■ **Document text**:
## begin

You did very well, what now? Learn everything you can about its use and care ....oil it up real well and use it!


----------



## ScrapMetal (Oct 11, 2015)

The very first thing you should do is to find a copy of South Bend's "How to Run a Lathe"  Here are a couple of links to the book -

Part 1:  http://campkahler.com/files/How_to_Run_a_Lathe_SB_1of2.pdf 

 Part 2:  [URL='http://campkahler.com/files/How_to_Run_a_Lathe_SB_2of2.pdf']http://campkahler.com/files/How_to_Run_a_Lathe_SB_1of2.pdf [/URL]


----------



## mariner3302 (Oct 11, 2015)

Hey thanks, ScrapMetal! That'll be the first thing I do before trying to do anything!


----------



## woodtickgreg (Oct 11, 2015)

## end

■ **Supplied data**:
## begin

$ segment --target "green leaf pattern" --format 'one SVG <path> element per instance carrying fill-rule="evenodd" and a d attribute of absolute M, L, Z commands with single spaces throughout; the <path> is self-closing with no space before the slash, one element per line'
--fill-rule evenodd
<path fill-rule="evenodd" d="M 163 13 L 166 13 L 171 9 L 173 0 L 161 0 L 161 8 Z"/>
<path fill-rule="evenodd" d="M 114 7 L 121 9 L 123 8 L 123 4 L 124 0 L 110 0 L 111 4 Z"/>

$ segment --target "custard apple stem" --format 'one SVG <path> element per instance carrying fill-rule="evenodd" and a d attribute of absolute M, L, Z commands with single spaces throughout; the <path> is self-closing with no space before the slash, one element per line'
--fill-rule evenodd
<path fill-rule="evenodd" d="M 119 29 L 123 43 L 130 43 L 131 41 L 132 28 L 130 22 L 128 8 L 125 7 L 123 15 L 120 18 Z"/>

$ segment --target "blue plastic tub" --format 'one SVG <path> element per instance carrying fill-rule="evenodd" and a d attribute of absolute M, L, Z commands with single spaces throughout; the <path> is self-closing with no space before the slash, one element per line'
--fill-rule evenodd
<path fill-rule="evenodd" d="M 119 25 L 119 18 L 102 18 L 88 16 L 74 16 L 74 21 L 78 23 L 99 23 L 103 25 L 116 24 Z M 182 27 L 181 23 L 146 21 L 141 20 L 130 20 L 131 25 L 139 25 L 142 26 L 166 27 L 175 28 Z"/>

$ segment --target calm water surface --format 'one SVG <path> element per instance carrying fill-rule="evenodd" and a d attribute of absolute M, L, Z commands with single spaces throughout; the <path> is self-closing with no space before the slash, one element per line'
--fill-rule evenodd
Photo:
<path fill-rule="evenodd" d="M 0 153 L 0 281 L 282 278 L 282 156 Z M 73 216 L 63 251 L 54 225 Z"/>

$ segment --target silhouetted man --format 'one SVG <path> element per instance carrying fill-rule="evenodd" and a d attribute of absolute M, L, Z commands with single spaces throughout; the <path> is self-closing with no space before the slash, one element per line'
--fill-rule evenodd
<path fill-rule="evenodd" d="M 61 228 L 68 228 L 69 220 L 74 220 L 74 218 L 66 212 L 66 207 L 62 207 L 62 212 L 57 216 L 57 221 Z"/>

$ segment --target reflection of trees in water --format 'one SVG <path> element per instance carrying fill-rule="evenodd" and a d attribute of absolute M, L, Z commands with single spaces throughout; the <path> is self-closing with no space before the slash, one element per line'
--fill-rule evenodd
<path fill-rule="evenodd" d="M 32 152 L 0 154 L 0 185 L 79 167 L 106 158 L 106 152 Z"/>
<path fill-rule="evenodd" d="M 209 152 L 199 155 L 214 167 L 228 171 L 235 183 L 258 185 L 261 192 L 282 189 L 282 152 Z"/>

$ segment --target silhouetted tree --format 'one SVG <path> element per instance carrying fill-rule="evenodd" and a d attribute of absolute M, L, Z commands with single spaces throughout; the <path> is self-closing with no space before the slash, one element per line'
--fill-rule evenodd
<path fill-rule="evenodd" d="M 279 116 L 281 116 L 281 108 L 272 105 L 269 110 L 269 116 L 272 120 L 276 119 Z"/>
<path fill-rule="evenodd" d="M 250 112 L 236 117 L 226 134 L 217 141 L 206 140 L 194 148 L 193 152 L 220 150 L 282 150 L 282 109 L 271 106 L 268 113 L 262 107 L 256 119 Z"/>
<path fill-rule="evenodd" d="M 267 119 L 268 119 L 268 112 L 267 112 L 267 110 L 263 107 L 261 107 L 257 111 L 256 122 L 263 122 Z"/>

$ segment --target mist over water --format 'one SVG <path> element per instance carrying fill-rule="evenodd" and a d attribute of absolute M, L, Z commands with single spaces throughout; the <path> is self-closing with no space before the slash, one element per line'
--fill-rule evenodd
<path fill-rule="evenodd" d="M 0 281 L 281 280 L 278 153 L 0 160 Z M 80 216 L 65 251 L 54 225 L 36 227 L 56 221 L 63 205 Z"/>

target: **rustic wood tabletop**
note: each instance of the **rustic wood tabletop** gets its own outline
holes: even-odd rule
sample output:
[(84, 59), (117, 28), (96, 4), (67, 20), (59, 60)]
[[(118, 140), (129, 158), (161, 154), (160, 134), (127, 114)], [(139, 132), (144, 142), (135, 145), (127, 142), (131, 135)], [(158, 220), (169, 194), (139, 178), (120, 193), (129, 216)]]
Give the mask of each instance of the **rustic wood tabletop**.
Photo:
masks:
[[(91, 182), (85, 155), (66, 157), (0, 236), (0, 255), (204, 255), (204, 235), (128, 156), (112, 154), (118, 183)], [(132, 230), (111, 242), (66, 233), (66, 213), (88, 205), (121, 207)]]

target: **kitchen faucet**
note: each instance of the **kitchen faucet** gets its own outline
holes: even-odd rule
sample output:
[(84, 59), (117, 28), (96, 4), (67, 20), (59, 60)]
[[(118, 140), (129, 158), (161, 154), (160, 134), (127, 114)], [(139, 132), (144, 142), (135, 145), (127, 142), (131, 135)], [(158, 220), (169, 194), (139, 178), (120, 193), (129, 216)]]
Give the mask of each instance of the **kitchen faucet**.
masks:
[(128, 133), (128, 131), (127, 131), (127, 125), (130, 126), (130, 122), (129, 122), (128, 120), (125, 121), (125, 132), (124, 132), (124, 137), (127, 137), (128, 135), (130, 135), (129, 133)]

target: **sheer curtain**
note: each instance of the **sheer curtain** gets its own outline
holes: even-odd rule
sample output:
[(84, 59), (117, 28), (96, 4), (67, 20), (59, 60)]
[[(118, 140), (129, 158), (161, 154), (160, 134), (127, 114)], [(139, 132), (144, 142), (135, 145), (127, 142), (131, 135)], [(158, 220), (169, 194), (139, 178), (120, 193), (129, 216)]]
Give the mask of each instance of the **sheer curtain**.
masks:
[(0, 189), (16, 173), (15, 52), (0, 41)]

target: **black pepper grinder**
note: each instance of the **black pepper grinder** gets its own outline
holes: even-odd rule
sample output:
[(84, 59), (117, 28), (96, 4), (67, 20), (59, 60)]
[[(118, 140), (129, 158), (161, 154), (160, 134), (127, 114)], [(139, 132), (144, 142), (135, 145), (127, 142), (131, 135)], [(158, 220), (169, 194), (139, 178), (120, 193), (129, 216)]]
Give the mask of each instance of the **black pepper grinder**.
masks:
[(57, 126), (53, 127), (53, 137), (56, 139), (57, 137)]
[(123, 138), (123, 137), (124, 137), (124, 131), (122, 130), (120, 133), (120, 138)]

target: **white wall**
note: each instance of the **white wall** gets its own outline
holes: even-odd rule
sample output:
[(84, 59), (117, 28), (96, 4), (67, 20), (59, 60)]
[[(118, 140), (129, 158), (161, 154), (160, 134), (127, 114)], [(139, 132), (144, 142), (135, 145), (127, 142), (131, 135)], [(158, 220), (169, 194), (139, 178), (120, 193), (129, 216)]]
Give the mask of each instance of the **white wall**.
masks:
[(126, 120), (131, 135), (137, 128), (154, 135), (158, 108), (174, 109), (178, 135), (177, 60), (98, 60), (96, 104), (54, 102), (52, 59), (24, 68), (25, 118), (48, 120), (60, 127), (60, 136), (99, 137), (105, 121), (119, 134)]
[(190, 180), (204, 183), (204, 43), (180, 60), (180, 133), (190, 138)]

## end

■ **Exercise instructions**: List every username that appears in a post header in the lathe forum thread.

■ **Written response**: ScrapMetal, mariner3302, woodtickgreg